Source extract →
# Actinic lighting in fresh water ?



## candymancan (Aug 16, 2013)

Hey guys I know actinic is primarly used for salt water corals and stuff.. However ive noticed a lot of LED fixtures that you buy today are mainly white leds lets just say a 36 inch LED light will have I dunno 100 leds.. And it seems like 80 of them are white and 20 are blue.. (Just using an example)

I bought one of these basic LED fixtures from fluval for my 30g tank as its duel T5NO 6700k fixture burned out.. Immediately I noticed the LED light wasn't nearly as bright... However... the colors in the entire tank... aren't washed out yellowish anymore and instead the gravel, neons, and all the other fish are glowing big time and it looks awesome..

I decided to try this with my discus tank, it has a duel 65w power compact fixture and I had a duel Pink plantgrow bulb in there, with a duel 6700/6700 bulb.. It looked ok but the pink really washed the colors out... And with just the 6700/6700 light on the tank looked yellowish.. Every tank I have has either T5's or Power compacts... and they are all 6700 or 6700/10k combo's... All tanks look "natural" but are all a tad yellow.. and no it isn't the water.

So I put a duel Actinic light in the discus tank (took out the pink bulb) and now its running a 6700/6700 and a 420/460 actinic combo (its the only actinic light I had the 420 is more of a purple bulb so ignore that but the 460 is bright blue).. And wow.... my discus tank looks awesome... my 25 Neons/cardinals are glowing blues and reds... All my discus like my blue turquoise and Leopard snakeskin, and my blue snakeskins are all poping out in colors.

Tank looks more blueish but the yellowish tint is gone and my red plants are glowing as well.

What do you guys think ? Has anyone used Actinic lights with daylight bulbs to pop your fresh water fish and plants ? To me this isn't any different then these LED lights from Fluval and other brands that use white and blue leds. Am I right ? 

Because I took that new LED light over my discus tank to see what it looked like and while not as bright as my PC light it looked the same with me using my actinic/6700


----------



## lilnaugrim (Mar 27, 2013)

Given problem 1 →
Answer these questions from the forum thread on actinic lighting in freshwater tanks:
(a) What fixture is on the discus tank?
(b) What size tank did the Fluval LED fixture go on?
(c) How many neons/cardinals are in the discus tank?
Given problem 2 → Please reproduce the forum thread on actinic lighting between "## candymancan (Aug" and "using an example)", inclusive.
Given problem 3 → Carry on the forum thread about actinic lighting in freshwater tanks from the point where it stops.

Dataset rows →

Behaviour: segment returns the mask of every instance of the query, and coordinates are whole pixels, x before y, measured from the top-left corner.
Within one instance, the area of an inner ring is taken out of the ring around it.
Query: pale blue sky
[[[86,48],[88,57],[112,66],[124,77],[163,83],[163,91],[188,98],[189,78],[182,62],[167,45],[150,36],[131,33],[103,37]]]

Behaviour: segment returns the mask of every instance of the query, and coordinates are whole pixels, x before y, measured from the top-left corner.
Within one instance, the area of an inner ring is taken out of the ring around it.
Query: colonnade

==

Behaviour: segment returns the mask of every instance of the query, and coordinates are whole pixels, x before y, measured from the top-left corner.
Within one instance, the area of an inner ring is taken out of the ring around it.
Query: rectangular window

...

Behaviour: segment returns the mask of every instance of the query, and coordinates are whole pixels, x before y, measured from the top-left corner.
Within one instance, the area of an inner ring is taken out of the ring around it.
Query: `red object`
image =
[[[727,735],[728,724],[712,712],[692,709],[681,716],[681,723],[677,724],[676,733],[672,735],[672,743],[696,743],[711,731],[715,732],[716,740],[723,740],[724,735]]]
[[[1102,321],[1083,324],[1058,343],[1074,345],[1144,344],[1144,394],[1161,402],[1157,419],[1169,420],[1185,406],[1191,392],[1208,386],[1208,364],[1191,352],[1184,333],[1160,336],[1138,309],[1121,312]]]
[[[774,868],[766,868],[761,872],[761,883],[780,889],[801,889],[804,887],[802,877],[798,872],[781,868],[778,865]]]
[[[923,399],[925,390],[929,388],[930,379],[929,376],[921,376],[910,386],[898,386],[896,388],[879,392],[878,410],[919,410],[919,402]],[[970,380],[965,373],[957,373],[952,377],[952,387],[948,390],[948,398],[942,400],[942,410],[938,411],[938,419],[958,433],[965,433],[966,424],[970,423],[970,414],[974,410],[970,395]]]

Task output 1 →
(a) A dual 65w power compact fixture.
(b) A 30g tank.
(c) 25.

Task output 2 →
## candymancan (Aug 16, 2013)

Hey guys I know actinic is primarly used for salt water corals and stuff.. However ive noticed a lot of LED fixtures that you buy today are mainly white leds lets just say a 36 inch LED light will have I dunno 100 leds.. And it seems like 80 of them are white and 20 are blue.. (Just using an example)

Task output 3 →
The thing with blue, it's usually used for deeper tank, tanks that are 2 feet or taller because blue light penetrates the best through water (purple actually penetrates the farthest). Plants will utilize red light more than they will blue light but they'll still grow of course. The only thing you may notice if you don't have CO2 systems, you'll get more algae with blue lights on shorter tanks lol


----------



## candymancan (Aug 16, 2013)

Well my tank is 2 feet tall. The 44g pentagon is 25 inches tall.. And the Fixture is on stands the light being in the fixture measuring it just now the light is 7-8 inches above the water line.. So from the bottom of the tank to the light its about 30 inches (taking the 3 inch gravel into account)..

I went to a local fish store and he said they got rid of there LED lights in there planted tanks because the blue lights that some LEDS have which his did caused major algae on the plant leaves..

I've read this before from people using blue leds or actinic.. But it just makes my tank look so good.. You know the yellow that 6700k lights put out make tanks look so tiresome after awhile.. the "natural look" gets old lol... And as I said the blue actinic really makes fish and plants pop out specially my discus/neons and red plants.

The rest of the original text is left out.